*Aufgaben*
#1 Erkläre anhand des Textausschnitts, warum mitten in der Nacht Blogbeiträge geschrieben werden.
#2 Beantworte mit dem Textausschnitt, was in ganz Slowenien eigentlich verboten ist.
#3 Entnimm dem Textausschnitt wortgetreu die Passage von „Es hilft sicher“ bis „ein ausgiebiges Morgenessen.“.

Als hätte ich geahnt, was vor diesem Meilenstein noch alles auf mich zukommen würde, finde ich kaum Schlaf im Zelt am Bleder See.

Es hilft sicher auch nicht, dass ich zu wenig gegessen habe und hungrig bin. Zu wissen, dass Wildzelten in ganz Slowenien eigentlich verboten ist, hilft ebenso wenig. Also schreibe ich mitten in der Nacht Blogbeiträge. Müde sitze ich am Morgen in einem örtlichen Café und gönne mir ein ausgiebiges Morgenessen.

Es scheint, als hätte die ganze Bleder Vogelschar davon Wind bekommen, dass ich noch eine Extra-Portion Kraft für die letzten zwei Tage brauche.

[Gesammelte Dateneinträge]
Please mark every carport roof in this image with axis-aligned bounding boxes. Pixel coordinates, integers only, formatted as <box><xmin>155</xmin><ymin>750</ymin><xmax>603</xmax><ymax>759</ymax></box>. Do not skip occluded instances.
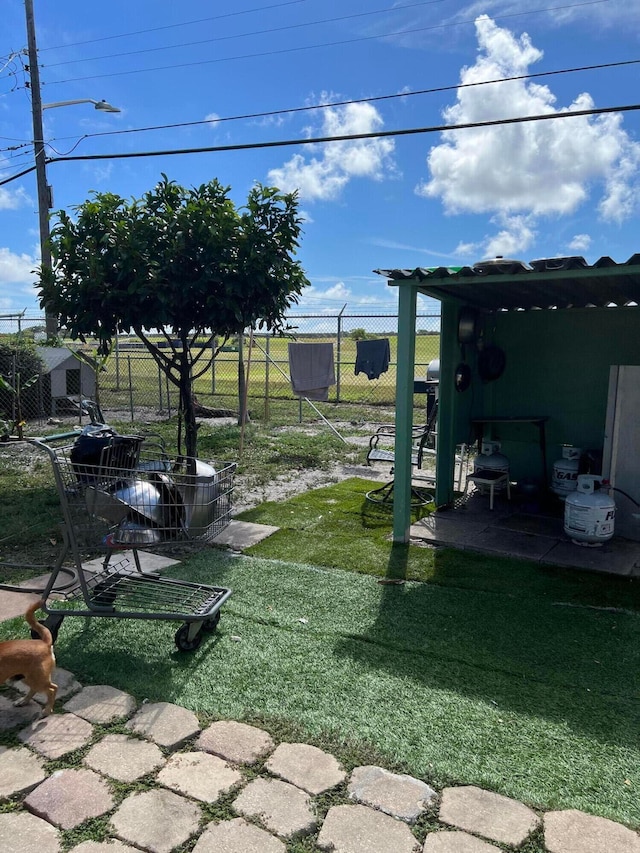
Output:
<box><xmin>374</xmin><ymin>253</ymin><xmax>640</xmax><ymax>311</ymax></box>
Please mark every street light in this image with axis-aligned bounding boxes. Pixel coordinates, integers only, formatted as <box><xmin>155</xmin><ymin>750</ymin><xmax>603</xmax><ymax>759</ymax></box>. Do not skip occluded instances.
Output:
<box><xmin>24</xmin><ymin>0</ymin><xmax>120</xmax><ymax>338</ymax></box>
<box><xmin>42</xmin><ymin>98</ymin><xmax>120</xmax><ymax>113</ymax></box>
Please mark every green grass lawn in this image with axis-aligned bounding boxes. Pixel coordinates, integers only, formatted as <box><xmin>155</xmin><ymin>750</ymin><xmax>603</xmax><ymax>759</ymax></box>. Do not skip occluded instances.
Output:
<box><xmin>7</xmin><ymin>552</ymin><xmax>640</xmax><ymax>826</ymax></box>
<box><xmin>0</xmin><ymin>480</ymin><xmax>640</xmax><ymax>828</ymax></box>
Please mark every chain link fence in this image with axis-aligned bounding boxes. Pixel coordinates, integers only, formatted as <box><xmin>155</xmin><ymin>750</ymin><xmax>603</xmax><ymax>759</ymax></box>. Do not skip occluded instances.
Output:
<box><xmin>0</xmin><ymin>313</ymin><xmax>440</xmax><ymax>425</ymax></box>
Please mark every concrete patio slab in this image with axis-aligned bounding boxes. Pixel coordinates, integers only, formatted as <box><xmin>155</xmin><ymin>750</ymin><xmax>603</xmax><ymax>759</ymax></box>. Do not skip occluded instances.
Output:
<box><xmin>0</xmin><ymin>746</ymin><xmax>47</xmax><ymax>800</ymax></box>
<box><xmin>544</xmin><ymin>539</ymin><xmax>640</xmax><ymax>577</ymax></box>
<box><xmin>24</xmin><ymin>770</ymin><xmax>114</xmax><ymax>829</ymax></box>
<box><xmin>317</xmin><ymin>806</ymin><xmax>418</xmax><ymax>853</ymax></box>
<box><xmin>126</xmin><ymin>702</ymin><xmax>200</xmax><ymax>749</ymax></box>
<box><xmin>544</xmin><ymin>809</ymin><xmax>640</xmax><ymax>853</ymax></box>
<box><xmin>265</xmin><ymin>743</ymin><xmax>347</xmax><ymax>794</ymax></box>
<box><xmin>493</xmin><ymin>512</ymin><xmax>564</xmax><ymax>539</ymax></box>
<box><xmin>233</xmin><ymin>778</ymin><xmax>317</xmax><ymax>838</ymax></box>
<box><xmin>84</xmin><ymin>734</ymin><xmax>165</xmax><ymax>782</ymax></box>
<box><xmin>0</xmin><ymin>812</ymin><xmax>62</xmax><ymax>853</ymax></box>
<box><xmin>82</xmin><ymin>550</ymin><xmax>180</xmax><ymax>574</ymax></box>
<box><xmin>111</xmin><ymin>789</ymin><xmax>202</xmax><ymax>853</ymax></box>
<box><xmin>439</xmin><ymin>785</ymin><xmax>540</xmax><ymax>847</ymax></box>
<box><xmin>467</xmin><ymin>527</ymin><xmax>555</xmax><ymax>562</ymax></box>
<box><xmin>347</xmin><ymin>765</ymin><xmax>438</xmax><ymax>823</ymax></box>
<box><xmin>196</xmin><ymin>720</ymin><xmax>275</xmax><ymax>764</ymax></box>
<box><xmin>409</xmin><ymin>512</ymin><xmax>488</xmax><ymax>547</ymax></box>
<box><xmin>193</xmin><ymin>817</ymin><xmax>285</xmax><ymax>853</ymax></box>
<box><xmin>213</xmin><ymin>519</ymin><xmax>280</xmax><ymax>551</ymax></box>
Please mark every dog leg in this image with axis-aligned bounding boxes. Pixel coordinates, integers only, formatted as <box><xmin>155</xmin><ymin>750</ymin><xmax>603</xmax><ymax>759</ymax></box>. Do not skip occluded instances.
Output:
<box><xmin>42</xmin><ymin>681</ymin><xmax>58</xmax><ymax>717</ymax></box>
<box><xmin>13</xmin><ymin>688</ymin><xmax>36</xmax><ymax>708</ymax></box>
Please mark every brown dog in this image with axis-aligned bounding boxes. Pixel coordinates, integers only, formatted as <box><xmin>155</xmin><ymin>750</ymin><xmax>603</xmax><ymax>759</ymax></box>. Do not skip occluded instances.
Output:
<box><xmin>0</xmin><ymin>601</ymin><xmax>58</xmax><ymax>715</ymax></box>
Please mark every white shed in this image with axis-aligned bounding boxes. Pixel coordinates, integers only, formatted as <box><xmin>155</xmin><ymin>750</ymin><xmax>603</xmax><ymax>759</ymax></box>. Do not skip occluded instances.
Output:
<box><xmin>36</xmin><ymin>347</ymin><xmax>96</xmax><ymax>415</ymax></box>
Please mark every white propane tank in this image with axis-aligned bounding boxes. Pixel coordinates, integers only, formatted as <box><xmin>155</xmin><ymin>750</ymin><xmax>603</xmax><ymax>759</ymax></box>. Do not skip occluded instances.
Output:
<box><xmin>551</xmin><ymin>444</ymin><xmax>582</xmax><ymax>501</ymax></box>
<box><xmin>564</xmin><ymin>474</ymin><xmax>616</xmax><ymax>547</ymax></box>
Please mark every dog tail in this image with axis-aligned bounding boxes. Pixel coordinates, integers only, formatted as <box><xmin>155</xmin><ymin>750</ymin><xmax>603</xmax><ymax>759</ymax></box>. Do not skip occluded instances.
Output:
<box><xmin>24</xmin><ymin>601</ymin><xmax>53</xmax><ymax>646</ymax></box>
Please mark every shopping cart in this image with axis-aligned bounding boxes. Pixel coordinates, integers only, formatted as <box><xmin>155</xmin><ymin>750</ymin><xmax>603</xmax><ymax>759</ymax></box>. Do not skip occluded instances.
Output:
<box><xmin>30</xmin><ymin>428</ymin><xmax>236</xmax><ymax>651</ymax></box>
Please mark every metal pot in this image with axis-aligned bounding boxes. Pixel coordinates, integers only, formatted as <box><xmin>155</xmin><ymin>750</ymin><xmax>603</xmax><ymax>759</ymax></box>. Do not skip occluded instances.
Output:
<box><xmin>86</xmin><ymin>480</ymin><xmax>164</xmax><ymax>525</ymax></box>
<box><xmin>113</xmin><ymin>521</ymin><xmax>162</xmax><ymax>546</ymax></box>
<box><xmin>173</xmin><ymin>459</ymin><xmax>219</xmax><ymax>536</ymax></box>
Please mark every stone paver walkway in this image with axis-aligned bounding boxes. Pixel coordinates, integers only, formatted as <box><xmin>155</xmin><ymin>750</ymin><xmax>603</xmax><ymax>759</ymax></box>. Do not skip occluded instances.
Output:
<box><xmin>0</xmin><ymin>671</ymin><xmax>640</xmax><ymax>853</ymax></box>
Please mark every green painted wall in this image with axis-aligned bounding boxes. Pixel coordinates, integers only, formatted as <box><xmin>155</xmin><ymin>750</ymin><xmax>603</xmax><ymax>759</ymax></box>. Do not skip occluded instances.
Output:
<box><xmin>464</xmin><ymin>308</ymin><xmax>640</xmax><ymax>480</ymax></box>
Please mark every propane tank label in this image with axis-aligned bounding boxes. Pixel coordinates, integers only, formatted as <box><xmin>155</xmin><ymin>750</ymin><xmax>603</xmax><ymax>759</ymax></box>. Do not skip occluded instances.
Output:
<box><xmin>565</xmin><ymin>504</ymin><xmax>616</xmax><ymax>537</ymax></box>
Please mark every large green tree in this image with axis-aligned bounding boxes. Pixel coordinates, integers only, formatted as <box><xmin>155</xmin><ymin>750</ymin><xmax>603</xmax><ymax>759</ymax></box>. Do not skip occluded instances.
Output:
<box><xmin>39</xmin><ymin>175</ymin><xmax>308</xmax><ymax>456</ymax></box>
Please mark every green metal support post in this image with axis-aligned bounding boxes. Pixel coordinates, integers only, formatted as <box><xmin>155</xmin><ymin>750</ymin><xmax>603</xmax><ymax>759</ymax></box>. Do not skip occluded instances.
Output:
<box><xmin>435</xmin><ymin>301</ymin><xmax>460</xmax><ymax>507</ymax></box>
<box><xmin>393</xmin><ymin>283</ymin><xmax>417</xmax><ymax>542</ymax></box>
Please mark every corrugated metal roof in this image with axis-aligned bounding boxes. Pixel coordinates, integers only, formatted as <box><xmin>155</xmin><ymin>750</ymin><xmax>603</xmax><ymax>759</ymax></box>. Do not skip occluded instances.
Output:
<box><xmin>374</xmin><ymin>253</ymin><xmax>640</xmax><ymax>311</ymax></box>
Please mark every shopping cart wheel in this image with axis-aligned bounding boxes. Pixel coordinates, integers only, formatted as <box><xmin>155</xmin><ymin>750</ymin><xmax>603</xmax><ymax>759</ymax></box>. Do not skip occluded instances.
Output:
<box><xmin>202</xmin><ymin>610</ymin><xmax>220</xmax><ymax>634</ymax></box>
<box><xmin>31</xmin><ymin>613</ymin><xmax>64</xmax><ymax>643</ymax></box>
<box><xmin>175</xmin><ymin>622</ymin><xmax>203</xmax><ymax>652</ymax></box>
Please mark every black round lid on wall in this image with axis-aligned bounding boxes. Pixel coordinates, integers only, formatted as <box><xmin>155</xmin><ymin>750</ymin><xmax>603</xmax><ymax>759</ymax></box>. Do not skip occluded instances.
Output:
<box><xmin>478</xmin><ymin>344</ymin><xmax>507</xmax><ymax>382</ymax></box>
<box><xmin>454</xmin><ymin>361</ymin><xmax>471</xmax><ymax>391</ymax></box>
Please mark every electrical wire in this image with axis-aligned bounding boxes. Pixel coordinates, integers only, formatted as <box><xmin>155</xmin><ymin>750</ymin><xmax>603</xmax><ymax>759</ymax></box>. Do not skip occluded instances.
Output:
<box><xmin>40</xmin><ymin>0</ymin><xmax>610</xmax><ymax>86</ymax></box>
<box><xmin>42</xmin><ymin>0</ymin><xmax>450</xmax><ymax>68</ymax></box>
<box><xmin>38</xmin><ymin>0</ymin><xmax>307</xmax><ymax>53</ymax></box>
<box><xmin>41</xmin><ymin>59</ymin><xmax>640</xmax><ymax>147</ymax></box>
<box><xmin>0</xmin><ymin>95</ymin><xmax>640</xmax><ymax>186</ymax></box>
<box><xmin>40</xmin><ymin>104</ymin><xmax>640</xmax><ymax>166</ymax></box>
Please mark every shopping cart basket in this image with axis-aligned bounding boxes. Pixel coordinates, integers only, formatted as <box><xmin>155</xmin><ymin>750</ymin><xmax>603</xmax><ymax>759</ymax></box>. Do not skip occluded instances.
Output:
<box><xmin>30</xmin><ymin>431</ymin><xmax>236</xmax><ymax>651</ymax></box>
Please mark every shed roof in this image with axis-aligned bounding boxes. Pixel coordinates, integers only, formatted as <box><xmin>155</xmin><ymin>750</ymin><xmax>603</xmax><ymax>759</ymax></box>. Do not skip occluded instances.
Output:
<box><xmin>374</xmin><ymin>254</ymin><xmax>640</xmax><ymax>311</ymax></box>
<box><xmin>36</xmin><ymin>347</ymin><xmax>92</xmax><ymax>373</ymax></box>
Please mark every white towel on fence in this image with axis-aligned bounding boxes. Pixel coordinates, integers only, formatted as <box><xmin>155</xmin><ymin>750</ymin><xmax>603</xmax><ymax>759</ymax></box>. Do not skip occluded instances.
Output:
<box><xmin>289</xmin><ymin>344</ymin><xmax>336</xmax><ymax>400</ymax></box>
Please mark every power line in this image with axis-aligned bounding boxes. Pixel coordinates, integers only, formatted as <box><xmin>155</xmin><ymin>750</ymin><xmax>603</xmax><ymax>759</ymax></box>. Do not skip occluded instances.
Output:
<box><xmin>0</xmin><ymin>95</ymin><xmax>640</xmax><ymax>186</ymax></box>
<box><xmin>43</xmin><ymin>0</ymin><xmax>448</xmax><ymax>68</ymax></box>
<box><xmin>39</xmin><ymin>0</ymin><xmax>307</xmax><ymax>53</ymax></box>
<box><xmin>42</xmin><ymin>104</ymin><xmax>640</xmax><ymax>163</ymax></box>
<box><xmin>42</xmin><ymin>59</ymin><xmax>640</xmax><ymax>147</ymax></box>
<box><xmin>40</xmin><ymin>0</ymin><xmax>610</xmax><ymax>86</ymax></box>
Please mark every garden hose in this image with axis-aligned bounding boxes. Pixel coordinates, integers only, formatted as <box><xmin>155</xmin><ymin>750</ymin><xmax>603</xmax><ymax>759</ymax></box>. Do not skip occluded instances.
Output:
<box><xmin>0</xmin><ymin>563</ymin><xmax>78</xmax><ymax>595</ymax></box>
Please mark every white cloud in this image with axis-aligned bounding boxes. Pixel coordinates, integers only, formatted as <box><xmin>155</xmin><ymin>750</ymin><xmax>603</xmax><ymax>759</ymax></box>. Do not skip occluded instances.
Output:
<box><xmin>0</xmin><ymin>248</ymin><xmax>38</xmax><ymax>284</ymax></box>
<box><xmin>484</xmin><ymin>214</ymin><xmax>536</xmax><ymax>258</ymax></box>
<box><xmin>453</xmin><ymin>242</ymin><xmax>482</xmax><ymax>258</ymax></box>
<box><xmin>567</xmin><ymin>234</ymin><xmax>591</xmax><ymax>252</ymax></box>
<box><xmin>0</xmin><ymin>247</ymin><xmax>38</xmax><ymax>314</ymax></box>
<box><xmin>416</xmin><ymin>15</ymin><xmax>640</xmax><ymax>230</ymax></box>
<box><xmin>0</xmin><ymin>187</ymin><xmax>31</xmax><ymax>210</ymax></box>
<box><xmin>268</xmin><ymin>98</ymin><xmax>395</xmax><ymax>202</ymax></box>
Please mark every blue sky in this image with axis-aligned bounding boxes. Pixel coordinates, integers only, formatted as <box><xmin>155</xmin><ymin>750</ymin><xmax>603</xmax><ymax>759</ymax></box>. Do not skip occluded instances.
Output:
<box><xmin>0</xmin><ymin>0</ymin><xmax>640</xmax><ymax>315</ymax></box>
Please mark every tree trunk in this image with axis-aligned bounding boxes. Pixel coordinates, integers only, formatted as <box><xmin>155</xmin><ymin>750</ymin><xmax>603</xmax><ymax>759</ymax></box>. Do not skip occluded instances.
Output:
<box><xmin>180</xmin><ymin>342</ymin><xmax>198</xmax><ymax>456</ymax></box>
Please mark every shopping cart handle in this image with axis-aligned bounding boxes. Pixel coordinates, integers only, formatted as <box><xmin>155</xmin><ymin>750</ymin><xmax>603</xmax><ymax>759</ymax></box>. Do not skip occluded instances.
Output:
<box><xmin>29</xmin><ymin>429</ymin><xmax>80</xmax><ymax>444</ymax></box>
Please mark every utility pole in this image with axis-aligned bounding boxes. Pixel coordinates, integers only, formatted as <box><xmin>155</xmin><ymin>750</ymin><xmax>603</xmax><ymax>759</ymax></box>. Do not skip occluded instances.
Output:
<box><xmin>24</xmin><ymin>0</ymin><xmax>58</xmax><ymax>338</ymax></box>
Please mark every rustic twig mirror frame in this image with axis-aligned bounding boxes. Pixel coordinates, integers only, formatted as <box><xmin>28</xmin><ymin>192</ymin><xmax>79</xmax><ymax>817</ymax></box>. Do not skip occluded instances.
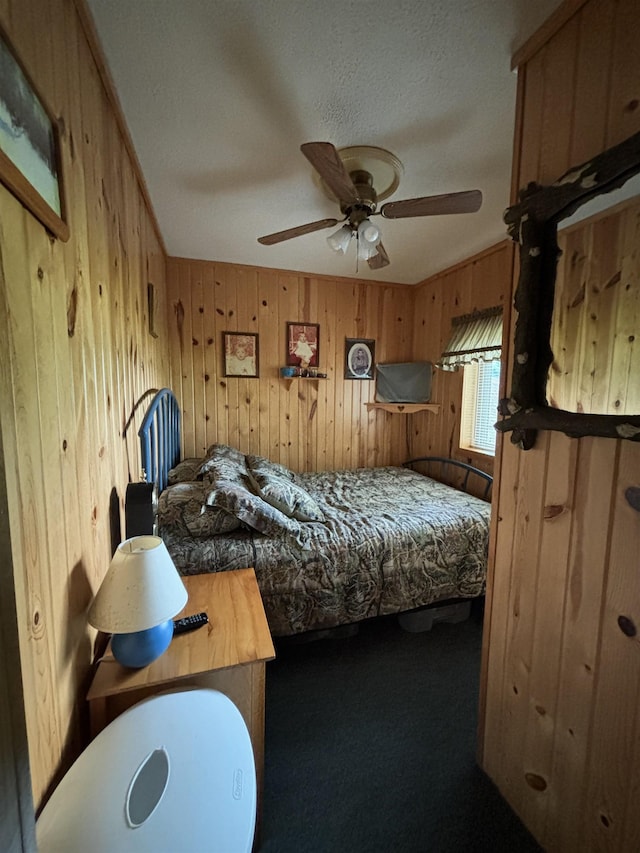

*Lösungen*
#1 Im Zelt am Bleder See ist kaum Schlaf zu finden. Dazu tragen der Hunger nach zu wenig Essen und das Wissen bei, dass Wildzelten in ganz Slowenien eigentlich verboten ist.

#2 Das Wildzelten.

#3
Es hilft sicher auch nicht, dass ich zu wenig gegessen habe und hungrig bin. Zu wissen, dass Wildzelten in ganz Slowenien eigentlich verboten ist, hilft ebenso wenig. Also schreibe ich mitten in der Nacht Blogbeiträge. Müde sitze ich am Morgen in einem örtlichen Café und gönne mir ein ausgiebiges Morgenessen.